* Section de texte:
Au fond, ce qui est gênant, c’est que ce livre ressemble à un règlement de comptes peu construit ; pas à une étude sérieuse et dépassionnée des images dont il prétend pourtant faire l’inventaire objectif. Le cliché homo n’est pas aimé par Anne Delabre et Didier Roth-Bettoni. Ils le boudent et le critiquent sévèrement. Ils le retournent, comme on retourne par phobie une carte qu’on ne veut pas voir, en faisant passer l’inversion pour une révolution audacieuse ("les clichés n’en sont plus car ils sont assumés avec verve et retournés comme autant de boomerangs à la figure de leurs envoyeurs" p. 81). Le but de Didier Roth-Bettoni et d’Anne Delabre est de montrer que le pari d’un film homo réussi, c’est forcément d’échapper aux stéréotypes homosexuels (paradoxal pour des essayistes qui s’attachent à en dresser le panorama…) Ce livre est iconoclaste, malgré les apparences. Il souhaite la mort des images, même si cette mort se doit de ne pas être complète afin de justifier une victimisation homosexuelle : "Le cliché s’épuise, même s’il n’est pas mort.", p. 283).

Du coup, trop occupés par leur sacro-saint "relativisme universitaire" bon ton, les auteurs nous offrent de temps en temps certains dérapages idéologiques qui ne manqueront pas de choquer ou de faire sourire. Au détour de certaines pages, on peut lire par exemple ce genre de propos aberrants : "En France comme ailleurs, les homos souffrent. (…) Les homosexuels sont des victimes en puissance, comme toutes les minorités." (p. 93) ; alors que ces mêmes essayistes condamnent par ailleurs tout misérabilisme ou images victimisantes de l’homosexualité. Ou bien encore on tombe sur des reprises de questions homophobes dont on ne sait pas trop si elles viennent de l’extérieur ou si elles expriment un avis personnel voilé… ("La dictature de l’apparence (…), inévitable chez les pédés ?", p. 97). Par ailleurs, les essayistes en sont à regretter le "retard" des pornos lesbiens par rapport à la prolifique production de pornos gays ("Mais à ce jour avec un seul porno lesbien (et queer) recensé dans l’Hexagone, les petites Françaises sont décidément bien sages.", p. 204). Insensé…Plus tard, Lionel Soukaz est présenté comme un révolutionnaire uniquement parce que ses films pornographiques ont été censurés : "Comme Philippe Vallois, obligé de retirer des images de sexes en érection de Johan, Lionel Soukaz subit les foudres de la censure pour Race d’ep (…), ce film extrêmement militant" (pp. 224-225). Non moins insensé… (est-ce que la censure est en soi un label qualité ?) On peut trouver aussi des analyses discutables comme celle de la scène du miroir des Roseaux sauvages de Téchiné (où François se répète à lui-même "Je suis pédé, je suis pédé, je suis pédé"), montrée comme un exemple d’"aveu libérateur" (p. 229), alors qu’elle est bien autre chose qu’une scène de libération (elle est plutôt le signe d’un enfermement angoissant et mécanique d’un jeune adolescent qui sent qu’il se caricature inconsciemment lui-même…) D’autre part, le lecteur tombe parfois sur des phrases au sexisme féministe puéril qui frise les pâquerettes : "On remarquera tout de même en passant que ces trois films particulièrement attentifs et novateurs sont réalisés par des femmes… On en tirera les conclusions que l’on veut…" (p. 287). L’analyse se limitera à ce constat, elle n’ira pas au-delà.

* Segment de données:
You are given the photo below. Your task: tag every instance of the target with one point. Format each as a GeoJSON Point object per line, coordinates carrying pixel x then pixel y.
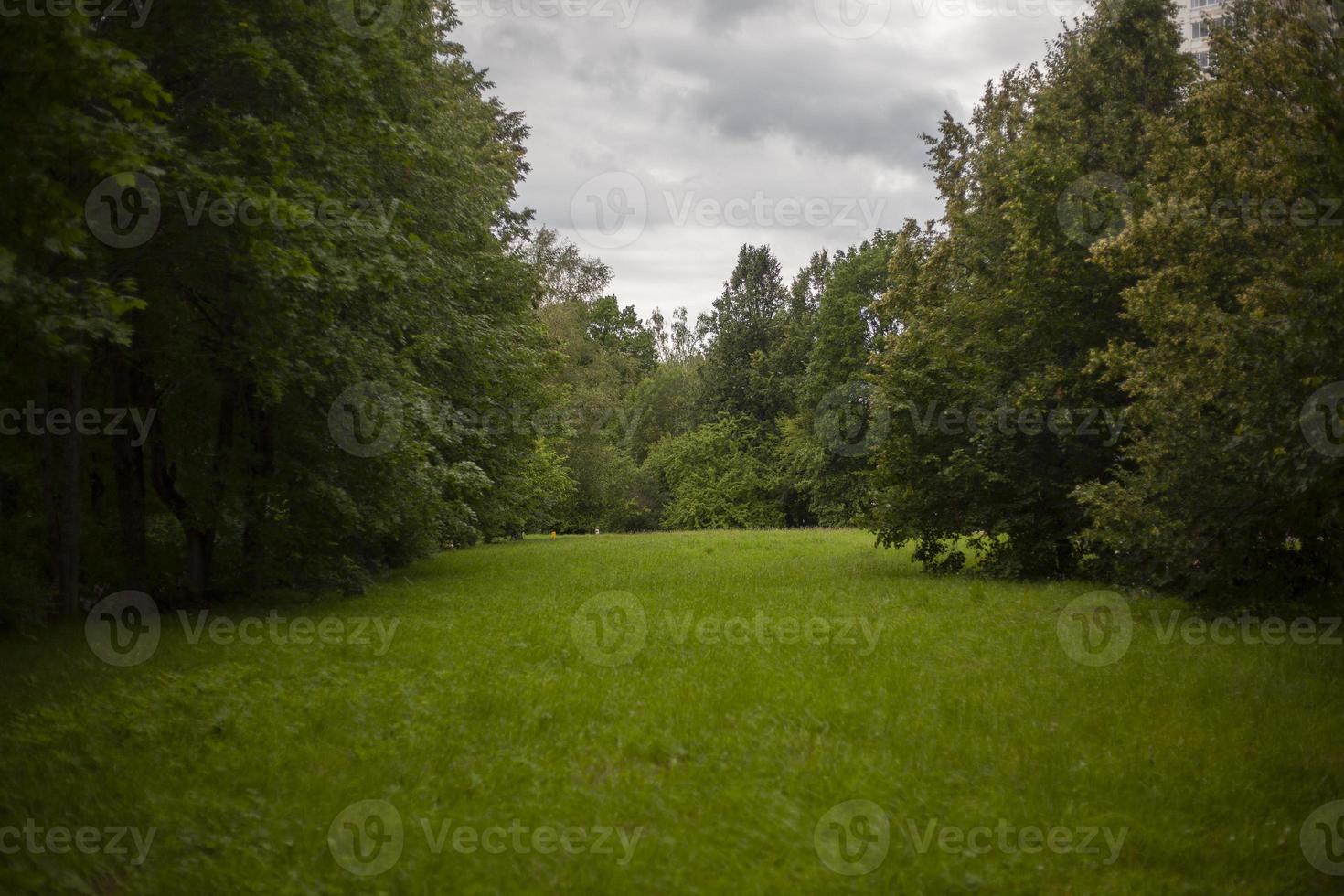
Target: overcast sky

* Énoncé: D'après la critique du livre d'Anne Delabre et Didier Roth-Bettoni, quel cinéaste a été obligé de retirer des images de sexes en érection de Johan ?

* Réponse: Philippe Vallois.